Problem details =
Give all of the listing again word for word, with images excluded.

Exercise data =
==========

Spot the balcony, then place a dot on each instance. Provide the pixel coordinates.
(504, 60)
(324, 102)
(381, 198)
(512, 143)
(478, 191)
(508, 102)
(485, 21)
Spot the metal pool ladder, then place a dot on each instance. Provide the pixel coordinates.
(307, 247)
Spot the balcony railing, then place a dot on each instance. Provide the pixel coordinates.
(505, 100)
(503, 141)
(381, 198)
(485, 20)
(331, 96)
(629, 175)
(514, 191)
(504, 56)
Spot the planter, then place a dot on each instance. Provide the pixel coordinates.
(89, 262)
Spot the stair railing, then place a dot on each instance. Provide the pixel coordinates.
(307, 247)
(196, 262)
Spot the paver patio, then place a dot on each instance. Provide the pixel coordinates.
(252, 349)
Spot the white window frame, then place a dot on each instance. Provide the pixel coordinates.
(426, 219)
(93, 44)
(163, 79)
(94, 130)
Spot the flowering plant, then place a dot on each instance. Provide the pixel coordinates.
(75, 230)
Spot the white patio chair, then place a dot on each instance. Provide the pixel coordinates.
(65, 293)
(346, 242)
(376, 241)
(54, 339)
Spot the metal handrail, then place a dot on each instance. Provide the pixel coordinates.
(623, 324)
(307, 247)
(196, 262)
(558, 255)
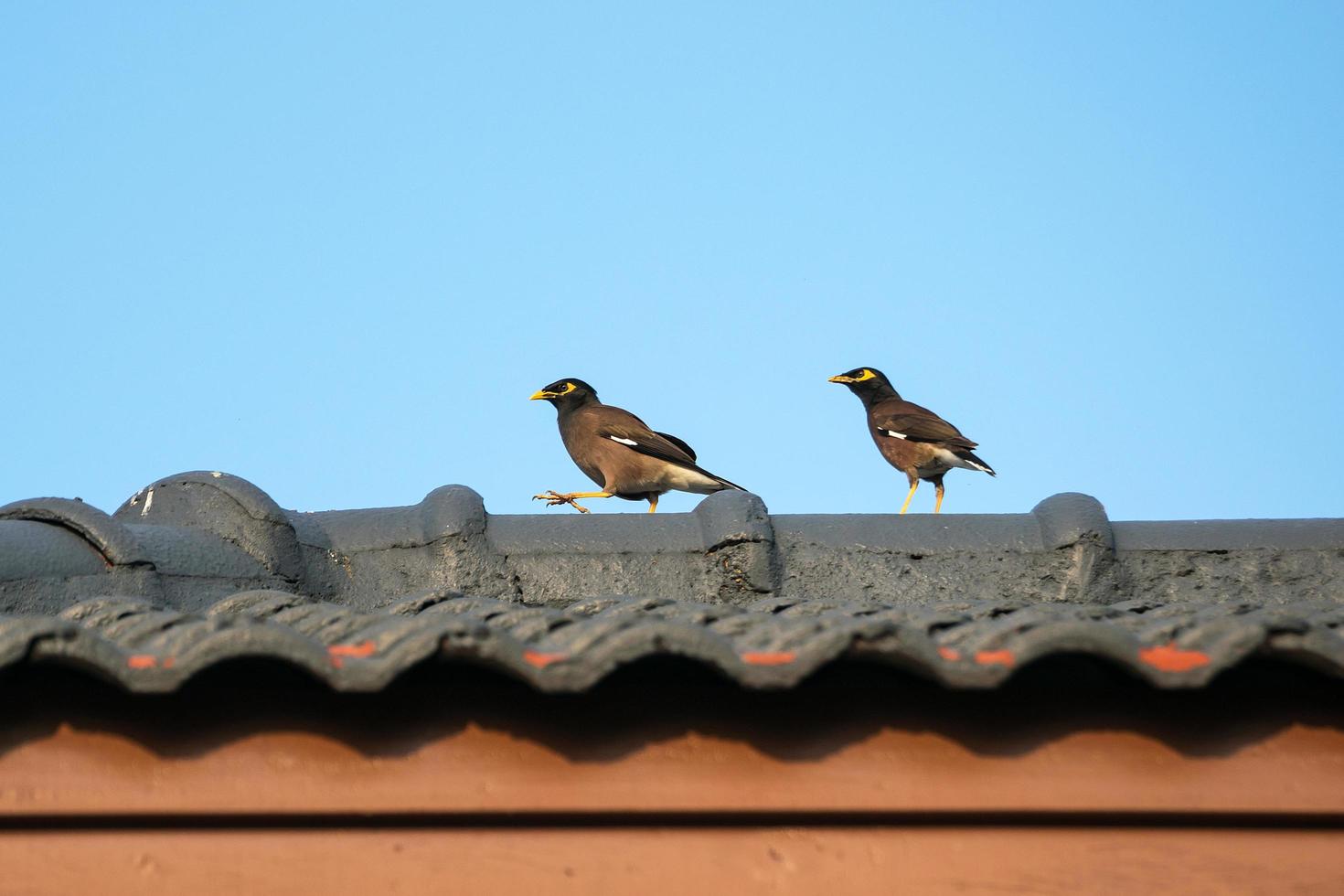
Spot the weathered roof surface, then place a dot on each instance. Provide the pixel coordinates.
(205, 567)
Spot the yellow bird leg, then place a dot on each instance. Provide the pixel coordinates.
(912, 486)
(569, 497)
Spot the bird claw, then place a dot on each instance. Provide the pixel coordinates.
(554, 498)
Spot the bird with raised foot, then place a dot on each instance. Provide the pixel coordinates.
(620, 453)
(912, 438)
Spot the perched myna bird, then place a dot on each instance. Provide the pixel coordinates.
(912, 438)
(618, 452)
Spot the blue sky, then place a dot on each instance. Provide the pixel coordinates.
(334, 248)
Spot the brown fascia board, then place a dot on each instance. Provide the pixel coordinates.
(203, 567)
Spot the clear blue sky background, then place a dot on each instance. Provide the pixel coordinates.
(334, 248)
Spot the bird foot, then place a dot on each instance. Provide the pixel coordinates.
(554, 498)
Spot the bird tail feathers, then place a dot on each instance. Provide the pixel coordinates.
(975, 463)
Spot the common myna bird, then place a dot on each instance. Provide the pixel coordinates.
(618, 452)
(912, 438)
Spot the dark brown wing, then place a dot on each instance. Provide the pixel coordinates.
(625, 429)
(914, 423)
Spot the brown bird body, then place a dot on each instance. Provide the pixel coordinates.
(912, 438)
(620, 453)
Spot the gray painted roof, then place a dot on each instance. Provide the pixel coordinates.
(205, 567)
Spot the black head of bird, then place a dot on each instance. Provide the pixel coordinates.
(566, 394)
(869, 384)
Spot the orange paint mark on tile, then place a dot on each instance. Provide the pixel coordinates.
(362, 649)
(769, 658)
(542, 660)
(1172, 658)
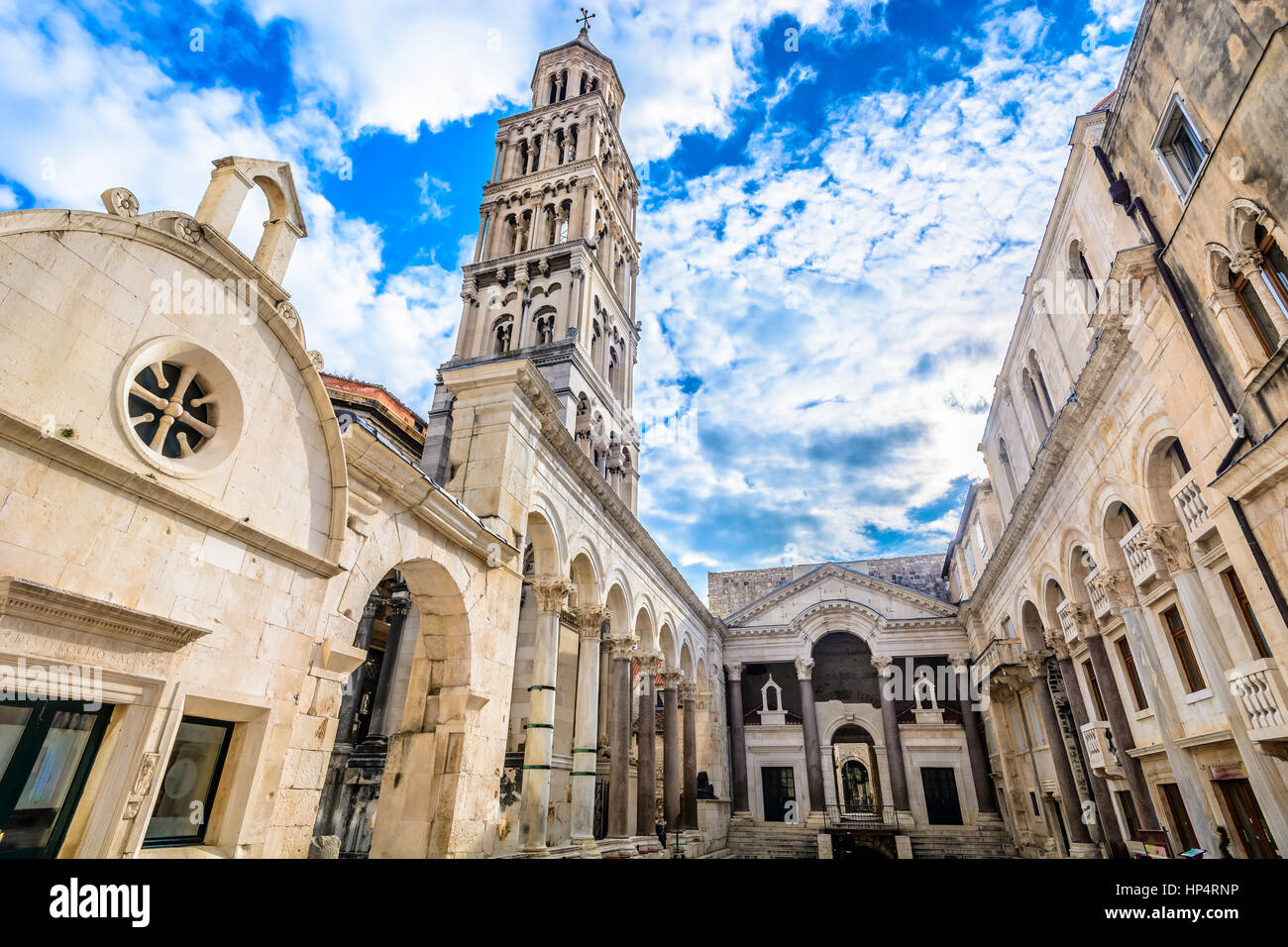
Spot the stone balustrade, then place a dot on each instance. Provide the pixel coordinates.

==========

Exercise output =
Spot the balcony, then place a dot on each instance. Provide the pixel coordinates.
(504, 60)
(324, 102)
(381, 198)
(512, 143)
(478, 191)
(508, 102)
(485, 21)
Spot the metal pool ladder, then place a dot on each instance. Provide the pixel coordinates.
(307, 247)
Spot the balcony railing, then place a dot on each instance. Provide the pixel coordinates.
(505, 100)
(503, 141)
(381, 198)
(485, 20)
(331, 96)
(629, 175)
(514, 191)
(504, 56)
Spot the planter, then place a dot on each instance. Provide the pixel coordinates.
(89, 262)
Spot the stair railing, then place a dot on each instance. Provide the pixel coordinates.
(307, 247)
(196, 262)
Spot the paver patio, then place a dot on each instance. Provide the pixel coordinates.
(252, 349)
Spot the white window frame, then place a dot on each instance. Provide the pixel coordinates.
(426, 219)
(93, 44)
(163, 79)
(94, 130)
Spot the flowering plant, then place a dot on each instance. Provide the pixel coordinates.
(75, 230)
Spot the white patio chair, then place a dot on each instance. Provide the pixel coordinates.
(65, 293)
(346, 242)
(376, 241)
(54, 339)
Spot the metal handrail, then place a dot on each instance. Provide the pixel coordinates.
(623, 324)
(307, 247)
(196, 262)
(558, 255)
Spot the weathered roof surface, then place a dot on each instance. Provide the pixel coordinates.
(205, 567)
Spot the yellow bird leg, then place a dot on each instance. Provide the pixel coordinates.
(912, 486)
(569, 497)
Spot the bird claw, then place a dot on each instance. Provide the pixel coordinates.
(554, 498)
Spot the bird with raised foot, then place a dot on each instance. Provide the pixel coordinates.
(620, 453)
(912, 438)
Spot the perched myna bird, then place a dot on each instance. Provide the pixel coordinates.
(912, 438)
(618, 452)
Spot the blue sky, then place a dot on each instance. Provide the pixel coordinates.
(334, 248)
Spot the brown fascia board, then place a dot on each instance. Provide the pixel coordinates.
(203, 567)
Spot the clear blue sky background, then place a dot on each instance. Provide the pixel coordinates.
(334, 248)
Spot the bird foot, then place a dot on each instance. Provide the pixel coordinates.
(554, 498)
Spot the bird tail feathers, then place a dot on each instance. Provide the pixel coordinates.
(975, 463)
Spot the common myna bird, then place a dot on each instance. Provide the pixel coordinates.
(618, 452)
(912, 438)
Spot the dark brown wing, then place a dot on each instance. Provide the pixel coordinates.
(625, 429)
(914, 423)
Spot the brown bird body, then place a dot on each instance. Provide the pixel coordinates.
(912, 438)
(620, 453)
Spot the gray painted roof, then place a dot on each instance. Provide the pixel coordinates.
(205, 567)
Spot the black head of bird, then place a dot on each instance. Provide the pixel coordinates.
(566, 394)
(869, 384)
Spot the orange paint mark on tile, then place a dot on each instance. Provide the pixel coordinates.
(362, 649)
(769, 658)
(542, 660)
(1172, 658)
Spot the stone balustrade, then place a dot on each instance. Provide the pixel coordinates.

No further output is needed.